| Article |

Climbs and Turns


The ability for an aircraft to climb depends upon an excess power or thrust over what it takes to maintain equilibrium.

Excess power is the available power over and above that required to maintain horizontal flight at a given speed. Although the terms power and thrust are sometimes used interchangeably (erroneously implying they are synonymous), distinguishing between the two is important when considering climb performance. Work is the product of a force moving through a distance and is usually independent of time. Power implies work rate or units of work per unit of time, and as such is a function of the speed at which the force is developed. Thrust, also a function of work, means the force which imparts a change in the velocity of a mass.


During takeoff, the aircraft does not stall even though it may be in a climb near the stall speed. The reason is that excess power (used to produce thrust) is used during this flight regime. Therefore, it is important if an engine fails after takeoff, to compensate the loss of thrust with pitch and airspeed.

For a given weight of the aircraft, the angle of climb depends on the difference between thrust and drag, or the excess thrust. When the excess thrust is zero, the inclination of the flightpath is zero, and the aircraft is in steady, level flight. When thrust is greater than drag, the excess thrust allows a climb angle depending on the amount of excess thrust. When thrust is less than drag, the deficiency of thrust induces an angle of descent.

Acceleration in Cruise Flight

Aircraft accelerate in level flight because of an excess of power over what is required to maintain a steady speed. This is the same excess power used to climb. Upon reaching the desired altitude with pitch being lowered to maintain that altitude, the excess power now accelerates the aircraft to its cruise speed. However, reducing power too soon after level off results in a longer period of time to accelerate.


Like any moving object, an aircraft requires a sideward force to make it turn. In a normal turn, this force is supplied by banking the aircraft in order to exert lift inward, as well as upward. The force of lift is separated into two components at right angles to each other. [Figure 4-14] The upward acting lift together with the opposing weight becomes the vertical lift component. The horizontally acting lift and its opposing centrifugal force are the horizontal lift component, or centripetal force. This horizontal lift component is the sideward force that causes an aircraft to turn. The equal and opposite reaction to this sideward force is centrifugal force, which is merely an apparent force as a result of inertia.

Figure 4-14. Forces in a turn.

Figure 4-14. Forces in a turn.

The relationship between the aircraft’s speed and bank angle to the rate and radius of turns is important for instrument pilots to understand. The pilot can use this knowledge to properly estimate bank angles needed for certain rates of turn, or to determine how much to lead when intercepting a course.

| What to work on |
1) Decide whether each statement below agrees with the article on climbs and turns, answering yes or no for each and quoting the deciding words of the article. (a) When excess thrust is zero, the aircraft is in steady, level flight. (b) Centrifugal force is the sideward force that causes an aircraft to turn. (c) Reducing power too soon after level off shortens the time needed to accelerate.
2) Retype the stretch of the article on climbs and turns from "Aircraft accelerate in" through "time to accelerate.".
3) Summarize the article on climbs and turns in two sentences.

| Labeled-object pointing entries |

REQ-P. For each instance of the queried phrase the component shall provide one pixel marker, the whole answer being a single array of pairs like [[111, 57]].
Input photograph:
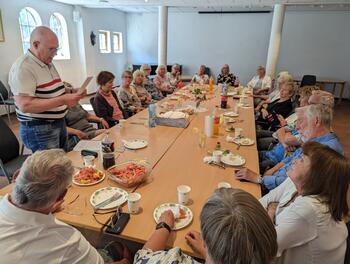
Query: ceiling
[[209, 5]]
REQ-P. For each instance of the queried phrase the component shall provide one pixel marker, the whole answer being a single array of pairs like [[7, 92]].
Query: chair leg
[[9, 177]]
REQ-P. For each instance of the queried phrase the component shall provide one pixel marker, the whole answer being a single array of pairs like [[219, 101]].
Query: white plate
[[180, 223], [231, 114], [135, 143], [88, 184], [244, 141], [233, 160], [104, 193]]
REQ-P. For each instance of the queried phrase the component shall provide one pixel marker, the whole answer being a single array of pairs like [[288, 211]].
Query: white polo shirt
[[30, 237], [31, 77]]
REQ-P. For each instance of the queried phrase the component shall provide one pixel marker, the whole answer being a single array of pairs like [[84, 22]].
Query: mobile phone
[[118, 223]]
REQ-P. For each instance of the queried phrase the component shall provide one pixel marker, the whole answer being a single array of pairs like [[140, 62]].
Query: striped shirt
[[31, 77]]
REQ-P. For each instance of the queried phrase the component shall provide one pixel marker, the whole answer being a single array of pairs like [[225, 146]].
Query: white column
[[162, 34], [275, 39]]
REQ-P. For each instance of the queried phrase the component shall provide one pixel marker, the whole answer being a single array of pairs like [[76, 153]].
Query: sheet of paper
[[94, 145]]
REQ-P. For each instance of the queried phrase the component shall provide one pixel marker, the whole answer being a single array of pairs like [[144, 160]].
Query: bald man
[[40, 95]]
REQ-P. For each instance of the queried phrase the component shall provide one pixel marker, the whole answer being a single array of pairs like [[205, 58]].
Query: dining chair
[[10, 157], [5, 100]]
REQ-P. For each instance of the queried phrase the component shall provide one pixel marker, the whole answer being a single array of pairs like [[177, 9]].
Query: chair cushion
[[14, 165]]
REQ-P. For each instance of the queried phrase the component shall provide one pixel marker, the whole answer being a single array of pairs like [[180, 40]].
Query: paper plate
[[135, 143], [233, 160], [88, 184], [231, 114], [180, 223], [104, 193]]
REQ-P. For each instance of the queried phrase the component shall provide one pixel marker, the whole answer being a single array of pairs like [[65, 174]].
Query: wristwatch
[[260, 180], [163, 225]]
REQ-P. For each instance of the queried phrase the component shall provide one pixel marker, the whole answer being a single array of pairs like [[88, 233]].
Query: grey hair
[[323, 112], [159, 67], [236, 229], [43, 177]]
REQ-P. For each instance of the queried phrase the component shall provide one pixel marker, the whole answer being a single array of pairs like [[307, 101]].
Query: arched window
[[28, 20], [59, 26]]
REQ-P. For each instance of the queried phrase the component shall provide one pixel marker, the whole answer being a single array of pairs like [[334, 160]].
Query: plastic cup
[[224, 185], [134, 203], [183, 193], [217, 156], [238, 132], [89, 161]]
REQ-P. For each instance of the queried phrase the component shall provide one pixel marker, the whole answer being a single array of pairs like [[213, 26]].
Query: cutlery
[[102, 204]]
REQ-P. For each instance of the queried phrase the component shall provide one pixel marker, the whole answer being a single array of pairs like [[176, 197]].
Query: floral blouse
[[172, 256], [229, 79], [151, 89], [128, 99], [142, 94]]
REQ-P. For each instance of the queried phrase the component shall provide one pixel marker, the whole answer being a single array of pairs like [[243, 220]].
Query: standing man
[[40, 96]]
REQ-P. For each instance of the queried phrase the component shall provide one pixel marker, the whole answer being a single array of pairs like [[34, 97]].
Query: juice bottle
[[216, 121], [211, 85]]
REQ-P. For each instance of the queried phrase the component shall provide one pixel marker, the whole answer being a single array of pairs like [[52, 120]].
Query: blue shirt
[[330, 140]]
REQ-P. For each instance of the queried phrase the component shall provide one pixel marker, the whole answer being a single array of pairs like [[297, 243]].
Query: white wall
[[312, 42], [70, 70]]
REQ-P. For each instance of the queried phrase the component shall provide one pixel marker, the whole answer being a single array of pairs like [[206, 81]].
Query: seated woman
[[138, 85], [162, 82], [174, 75], [200, 77], [226, 77], [260, 83], [127, 95], [79, 127], [105, 102], [268, 116], [149, 85], [308, 208], [235, 229]]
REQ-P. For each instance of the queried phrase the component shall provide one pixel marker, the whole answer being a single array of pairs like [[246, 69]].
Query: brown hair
[[236, 229], [328, 178], [104, 77]]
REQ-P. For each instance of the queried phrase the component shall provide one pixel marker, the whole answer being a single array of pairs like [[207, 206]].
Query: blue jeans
[[48, 135]]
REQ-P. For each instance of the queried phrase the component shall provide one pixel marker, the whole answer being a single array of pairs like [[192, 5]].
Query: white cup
[[122, 122], [224, 185], [183, 194], [134, 203], [89, 161], [217, 156], [238, 132]]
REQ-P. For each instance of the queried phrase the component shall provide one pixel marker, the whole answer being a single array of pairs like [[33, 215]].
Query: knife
[[102, 204]]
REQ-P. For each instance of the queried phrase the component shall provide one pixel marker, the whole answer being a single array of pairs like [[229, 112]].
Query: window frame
[[107, 35], [120, 42], [64, 42], [26, 26]]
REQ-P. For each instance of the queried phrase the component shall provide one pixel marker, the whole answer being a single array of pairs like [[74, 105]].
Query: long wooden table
[[176, 158]]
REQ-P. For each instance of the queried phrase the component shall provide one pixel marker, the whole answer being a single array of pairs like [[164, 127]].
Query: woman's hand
[[168, 218], [195, 241]]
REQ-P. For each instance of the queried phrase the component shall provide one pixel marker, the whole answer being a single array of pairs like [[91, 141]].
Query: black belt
[[38, 122]]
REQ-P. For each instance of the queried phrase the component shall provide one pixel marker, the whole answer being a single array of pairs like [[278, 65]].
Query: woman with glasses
[[127, 95], [105, 103]]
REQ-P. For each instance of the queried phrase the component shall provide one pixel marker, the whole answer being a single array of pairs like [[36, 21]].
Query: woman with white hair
[[162, 82], [149, 85], [174, 75], [29, 232], [200, 77], [138, 85], [235, 229]]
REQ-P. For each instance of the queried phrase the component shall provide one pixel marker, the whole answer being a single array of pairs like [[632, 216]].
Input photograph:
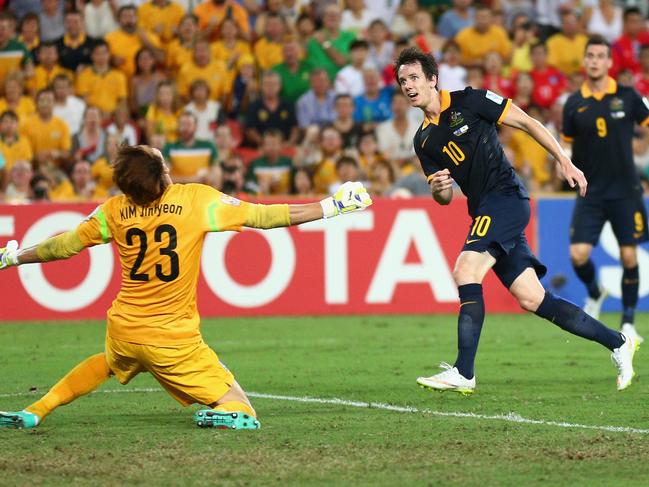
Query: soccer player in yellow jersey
[[153, 324]]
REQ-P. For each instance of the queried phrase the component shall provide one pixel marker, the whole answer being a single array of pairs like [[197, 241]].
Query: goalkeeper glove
[[349, 197], [9, 255]]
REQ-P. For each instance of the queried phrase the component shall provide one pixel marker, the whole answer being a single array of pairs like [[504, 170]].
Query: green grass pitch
[[525, 366]]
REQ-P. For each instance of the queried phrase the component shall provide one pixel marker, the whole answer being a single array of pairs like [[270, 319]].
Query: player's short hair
[[597, 40], [138, 173], [413, 55]]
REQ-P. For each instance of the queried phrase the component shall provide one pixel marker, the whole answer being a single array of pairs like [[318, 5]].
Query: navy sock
[[630, 284], [572, 318], [469, 325], [586, 274]]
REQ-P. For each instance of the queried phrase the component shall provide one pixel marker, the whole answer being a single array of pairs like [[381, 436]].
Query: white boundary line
[[509, 417]]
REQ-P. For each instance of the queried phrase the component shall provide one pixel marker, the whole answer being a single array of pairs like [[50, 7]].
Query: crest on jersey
[[455, 119]]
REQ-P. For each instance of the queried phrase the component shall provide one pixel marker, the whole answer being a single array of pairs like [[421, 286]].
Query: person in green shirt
[[329, 46], [270, 173], [294, 72]]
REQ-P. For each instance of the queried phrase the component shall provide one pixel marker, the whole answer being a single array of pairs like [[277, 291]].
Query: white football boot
[[593, 307], [623, 359], [629, 330], [449, 380]]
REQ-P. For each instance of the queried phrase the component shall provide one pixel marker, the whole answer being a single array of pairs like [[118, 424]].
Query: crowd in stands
[[280, 97]]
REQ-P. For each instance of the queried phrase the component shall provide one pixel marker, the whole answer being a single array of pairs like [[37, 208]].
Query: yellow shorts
[[190, 373]]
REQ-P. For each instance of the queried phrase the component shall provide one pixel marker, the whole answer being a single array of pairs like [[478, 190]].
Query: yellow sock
[[235, 407], [81, 380]]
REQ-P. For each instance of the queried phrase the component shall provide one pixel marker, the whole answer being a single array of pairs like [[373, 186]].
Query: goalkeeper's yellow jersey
[[160, 251]]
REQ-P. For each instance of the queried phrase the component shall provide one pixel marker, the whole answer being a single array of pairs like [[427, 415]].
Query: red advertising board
[[396, 257]]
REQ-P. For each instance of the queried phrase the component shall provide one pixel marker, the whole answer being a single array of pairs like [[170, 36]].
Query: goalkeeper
[[153, 324]]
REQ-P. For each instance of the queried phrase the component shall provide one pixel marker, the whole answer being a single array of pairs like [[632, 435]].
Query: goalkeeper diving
[[153, 325]]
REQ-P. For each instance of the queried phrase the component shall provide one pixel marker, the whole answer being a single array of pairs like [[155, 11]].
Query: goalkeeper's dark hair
[[413, 55], [138, 172], [597, 40]]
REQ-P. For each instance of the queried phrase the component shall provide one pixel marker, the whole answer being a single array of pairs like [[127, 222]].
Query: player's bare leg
[[630, 288], [532, 297], [585, 270], [470, 270], [232, 411]]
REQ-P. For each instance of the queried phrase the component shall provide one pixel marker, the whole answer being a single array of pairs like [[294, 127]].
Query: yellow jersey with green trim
[[160, 250]]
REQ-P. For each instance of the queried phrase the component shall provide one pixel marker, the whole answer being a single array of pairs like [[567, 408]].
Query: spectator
[[99, 18], [452, 75], [329, 47], [99, 85], [375, 105], [270, 111], [75, 47], [143, 84], [160, 17], [293, 72], [67, 107], [208, 112], [48, 135], [202, 66], [180, 50], [549, 82], [356, 17], [88, 144], [18, 190], [233, 180], [47, 69], [604, 19], [316, 106], [192, 160], [211, 13], [523, 39], [395, 135], [302, 183], [642, 78], [13, 54], [271, 173], [14, 98], [626, 49], [349, 80], [482, 38], [230, 48], [224, 142], [122, 127], [381, 47], [494, 80], [566, 48], [51, 20], [13, 147], [29, 29], [404, 23], [80, 187], [347, 169], [426, 39], [344, 122], [125, 42], [459, 17], [162, 115], [40, 188], [382, 178], [269, 48]]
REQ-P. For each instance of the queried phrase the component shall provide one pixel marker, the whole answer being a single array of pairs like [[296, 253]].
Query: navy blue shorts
[[499, 228], [628, 218]]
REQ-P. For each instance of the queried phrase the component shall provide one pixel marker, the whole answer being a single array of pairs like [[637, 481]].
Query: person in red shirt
[[549, 82], [641, 79], [626, 49]]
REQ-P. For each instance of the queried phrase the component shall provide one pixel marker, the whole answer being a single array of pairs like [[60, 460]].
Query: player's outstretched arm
[[62, 246], [517, 118], [351, 196]]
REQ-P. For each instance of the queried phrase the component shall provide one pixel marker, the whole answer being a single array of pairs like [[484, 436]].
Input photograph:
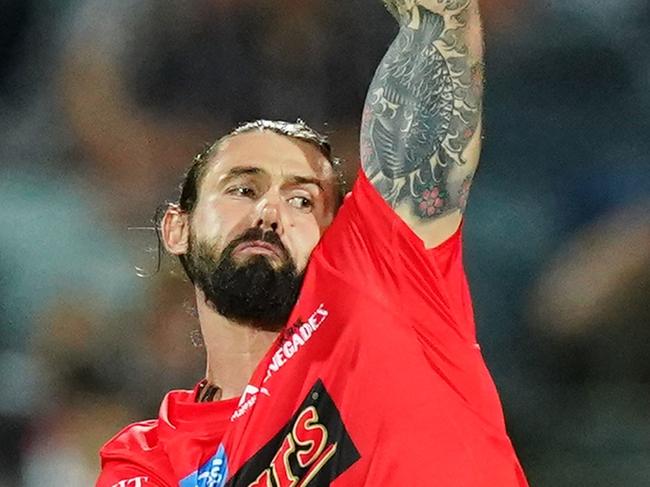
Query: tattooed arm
[[421, 128]]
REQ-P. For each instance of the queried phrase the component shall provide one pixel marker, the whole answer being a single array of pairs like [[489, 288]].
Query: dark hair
[[299, 130], [189, 189]]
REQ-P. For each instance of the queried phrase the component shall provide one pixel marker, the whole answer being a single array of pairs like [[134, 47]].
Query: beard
[[253, 290]]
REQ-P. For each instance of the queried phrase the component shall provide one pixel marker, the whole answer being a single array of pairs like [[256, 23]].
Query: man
[[340, 349]]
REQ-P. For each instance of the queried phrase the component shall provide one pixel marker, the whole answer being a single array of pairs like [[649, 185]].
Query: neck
[[233, 350]]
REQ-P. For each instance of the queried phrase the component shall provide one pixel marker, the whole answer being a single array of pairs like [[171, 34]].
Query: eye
[[301, 202], [243, 191]]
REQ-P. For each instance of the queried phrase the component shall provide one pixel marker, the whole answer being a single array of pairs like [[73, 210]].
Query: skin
[[421, 128], [257, 179]]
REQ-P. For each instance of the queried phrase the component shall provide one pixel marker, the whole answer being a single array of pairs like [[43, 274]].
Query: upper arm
[[421, 128]]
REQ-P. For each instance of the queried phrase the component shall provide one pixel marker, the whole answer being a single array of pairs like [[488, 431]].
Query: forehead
[[277, 155]]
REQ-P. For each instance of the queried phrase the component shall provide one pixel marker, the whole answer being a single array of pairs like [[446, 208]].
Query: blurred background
[[103, 105]]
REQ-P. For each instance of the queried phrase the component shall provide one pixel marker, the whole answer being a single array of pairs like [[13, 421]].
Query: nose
[[269, 218]]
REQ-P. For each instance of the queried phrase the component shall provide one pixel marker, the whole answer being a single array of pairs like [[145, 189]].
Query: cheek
[[307, 237]]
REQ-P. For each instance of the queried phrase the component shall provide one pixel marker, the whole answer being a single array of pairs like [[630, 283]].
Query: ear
[[175, 229]]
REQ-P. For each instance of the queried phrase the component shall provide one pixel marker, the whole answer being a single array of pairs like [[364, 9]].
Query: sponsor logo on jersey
[[295, 337], [313, 448], [212, 473], [133, 482]]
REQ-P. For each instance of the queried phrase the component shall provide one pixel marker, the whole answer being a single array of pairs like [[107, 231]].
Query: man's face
[[263, 205]]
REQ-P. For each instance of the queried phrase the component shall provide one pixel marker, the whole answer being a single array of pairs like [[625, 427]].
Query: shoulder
[[141, 436]]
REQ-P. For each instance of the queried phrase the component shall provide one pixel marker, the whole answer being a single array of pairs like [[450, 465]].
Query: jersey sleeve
[[116, 474], [132, 458], [370, 246]]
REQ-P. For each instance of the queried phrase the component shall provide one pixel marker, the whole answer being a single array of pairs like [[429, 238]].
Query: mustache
[[257, 234]]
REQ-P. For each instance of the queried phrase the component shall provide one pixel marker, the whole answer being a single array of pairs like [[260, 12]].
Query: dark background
[[103, 104]]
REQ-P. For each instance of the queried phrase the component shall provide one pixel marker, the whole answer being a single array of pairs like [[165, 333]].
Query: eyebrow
[[297, 180], [236, 172]]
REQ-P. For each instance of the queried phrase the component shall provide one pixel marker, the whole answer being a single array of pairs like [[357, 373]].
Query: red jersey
[[376, 380]]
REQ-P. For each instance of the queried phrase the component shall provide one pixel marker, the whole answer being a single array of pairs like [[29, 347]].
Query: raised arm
[[421, 128]]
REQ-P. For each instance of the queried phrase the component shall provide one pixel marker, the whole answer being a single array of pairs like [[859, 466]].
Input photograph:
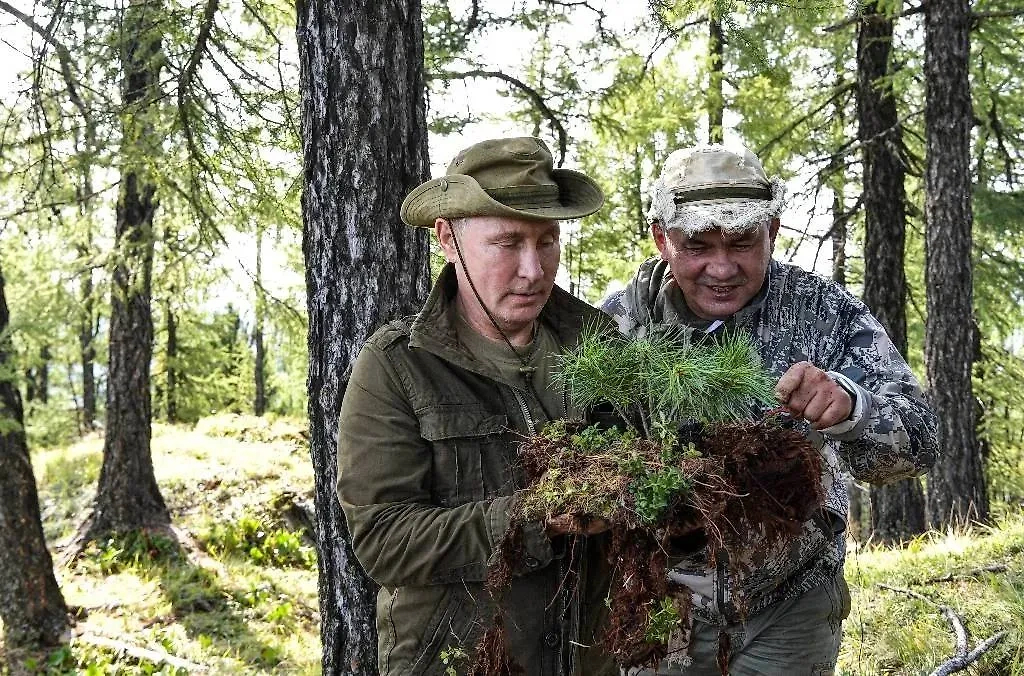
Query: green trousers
[[799, 637]]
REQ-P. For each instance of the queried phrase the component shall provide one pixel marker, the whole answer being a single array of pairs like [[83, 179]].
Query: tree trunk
[[897, 510], [86, 338], [365, 148], [259, 373], [839, 237], [127, 497], [716, 78], [171, 379], [31, 604], [956, 483]]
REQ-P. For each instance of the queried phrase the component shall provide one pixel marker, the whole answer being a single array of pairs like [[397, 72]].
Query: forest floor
[[242, 597]]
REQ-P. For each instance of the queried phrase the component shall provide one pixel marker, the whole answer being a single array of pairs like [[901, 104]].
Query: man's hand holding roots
[[572, 524], [807, 391]]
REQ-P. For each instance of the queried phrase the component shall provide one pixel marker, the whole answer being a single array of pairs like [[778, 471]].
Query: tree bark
[[897, 510], [365, 148], [171, 376], [31, 604], [87, 349], [716, 78], [127, 496], [259, 367], [956, 483]]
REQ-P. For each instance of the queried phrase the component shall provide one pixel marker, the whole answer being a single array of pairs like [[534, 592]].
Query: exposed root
[[719, 491], [493, 657]]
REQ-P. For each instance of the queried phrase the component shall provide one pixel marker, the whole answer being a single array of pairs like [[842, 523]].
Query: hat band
[[526, 196], [723, 193]]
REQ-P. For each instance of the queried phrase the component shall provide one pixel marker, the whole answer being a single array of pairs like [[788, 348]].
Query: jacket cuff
[[852, 427]]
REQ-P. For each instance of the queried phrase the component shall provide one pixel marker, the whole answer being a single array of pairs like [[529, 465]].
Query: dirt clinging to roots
[[758, 477]]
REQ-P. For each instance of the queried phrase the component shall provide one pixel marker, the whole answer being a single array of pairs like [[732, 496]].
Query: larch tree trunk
[[839, 234], [716, 80], [87, 348], [898, 509], [259, 367], [127, 496], [365, 148], [31, 604], [171, 375], [956, 491]]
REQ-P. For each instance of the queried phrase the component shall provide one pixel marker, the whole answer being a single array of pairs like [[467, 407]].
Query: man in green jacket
[[433, 413]]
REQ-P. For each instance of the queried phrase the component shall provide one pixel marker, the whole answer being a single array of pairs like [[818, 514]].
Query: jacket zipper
[[530, 425]]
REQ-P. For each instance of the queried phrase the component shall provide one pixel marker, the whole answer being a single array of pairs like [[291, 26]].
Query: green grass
[[891, 632], [245, 602], [237, 611]]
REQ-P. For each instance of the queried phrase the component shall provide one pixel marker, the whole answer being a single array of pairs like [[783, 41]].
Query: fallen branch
[[961, 659], [139, 652], [973, 573]]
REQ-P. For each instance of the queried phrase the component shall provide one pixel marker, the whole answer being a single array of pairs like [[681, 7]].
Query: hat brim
[[460, 196]]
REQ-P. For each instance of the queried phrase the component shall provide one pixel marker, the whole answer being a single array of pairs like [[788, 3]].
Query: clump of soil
[[685, 471], [710, 490]]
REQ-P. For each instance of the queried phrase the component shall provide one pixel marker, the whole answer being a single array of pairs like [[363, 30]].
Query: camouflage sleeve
[[891, 434]]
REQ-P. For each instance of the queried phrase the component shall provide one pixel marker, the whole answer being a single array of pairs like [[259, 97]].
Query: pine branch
[[531, 93], [961, 659]]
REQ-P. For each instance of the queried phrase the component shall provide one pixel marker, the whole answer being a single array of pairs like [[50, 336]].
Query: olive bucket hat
[[512, 177]]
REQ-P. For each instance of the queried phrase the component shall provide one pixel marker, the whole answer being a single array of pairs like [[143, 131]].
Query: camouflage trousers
[[799, 637]]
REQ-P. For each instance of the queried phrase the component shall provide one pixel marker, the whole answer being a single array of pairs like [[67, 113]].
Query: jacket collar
[[433, 328]]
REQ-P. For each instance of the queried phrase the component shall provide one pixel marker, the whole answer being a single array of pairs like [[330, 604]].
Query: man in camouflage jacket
[[715, 216], [433, 414]]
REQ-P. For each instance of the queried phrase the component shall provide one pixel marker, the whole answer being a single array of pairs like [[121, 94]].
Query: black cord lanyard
[[525, 369]]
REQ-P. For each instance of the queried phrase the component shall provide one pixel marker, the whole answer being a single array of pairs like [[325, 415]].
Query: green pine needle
[[660, 379]]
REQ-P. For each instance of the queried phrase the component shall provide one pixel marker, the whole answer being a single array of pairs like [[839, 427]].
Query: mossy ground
[[244, 601]]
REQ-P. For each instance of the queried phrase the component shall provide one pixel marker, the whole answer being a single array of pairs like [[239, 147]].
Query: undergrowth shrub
[[255, 428], [129, 550], [261, 542]]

| Exercise responses |
1)
(a) Yes: "When the excess thrust is zero, the inclination of the flightpath is zero, and the aircraft is in steady, level flight."
(b) No: "This horizontal lift component is the sideward force that causes an aircraft to turn."
(c) No: "However, reducing power too soon after level off results in a longer period of time to accelerate."

2)
Aircraft accelerate in level flight because of an excess of power over what is required to maintain a steady speed. This is the same excess power used to climb. Upon reaching the desired altitude with pitch being lowered to maintain that altitude, the excess power now accelerates the aircraft to its cruise speed. However, reducing power too soon after level off results in a longer period of time to accelerate.

3) An aircraft climbs and accelerates in level flight because of excess power or thrust beyond what is needed to maintain equilibrium, and the angle of climb depends on the difference between thrust and drag. To turn, the aircraft banks so that the horizontal component of lift supplies the sideward force, and instrument pilots need to understand how speed and bank angle relate to the rate and radius of turns.